* **Data for this exercise**
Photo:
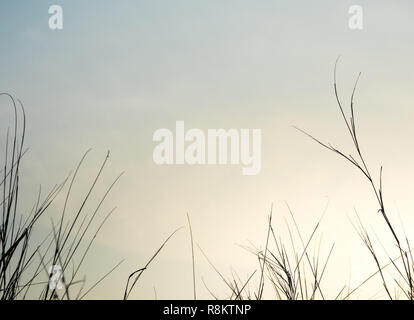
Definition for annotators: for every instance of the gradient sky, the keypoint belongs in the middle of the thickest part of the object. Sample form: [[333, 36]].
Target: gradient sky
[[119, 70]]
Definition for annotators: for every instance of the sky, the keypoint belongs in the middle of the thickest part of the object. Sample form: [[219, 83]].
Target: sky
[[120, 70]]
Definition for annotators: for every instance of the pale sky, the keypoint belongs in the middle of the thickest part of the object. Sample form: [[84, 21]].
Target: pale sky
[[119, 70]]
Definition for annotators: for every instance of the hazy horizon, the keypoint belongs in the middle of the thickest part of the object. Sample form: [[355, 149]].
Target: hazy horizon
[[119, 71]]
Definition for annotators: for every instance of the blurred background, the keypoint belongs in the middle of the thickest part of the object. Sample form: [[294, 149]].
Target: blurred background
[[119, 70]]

* * *

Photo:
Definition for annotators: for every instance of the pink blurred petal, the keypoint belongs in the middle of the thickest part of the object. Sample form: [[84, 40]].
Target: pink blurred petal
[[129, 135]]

* **Stated problem**
Show every line of the records that contains the word "hazy", and treat uppercase and lowercase letters as different.

* **Response to the exercise**
Definition for annotators: for every instance of the hazy horizon, the keypoint belongs in the middle of the thickest part of the object. Sample form: [[355, 149]].
Target: hazy horizon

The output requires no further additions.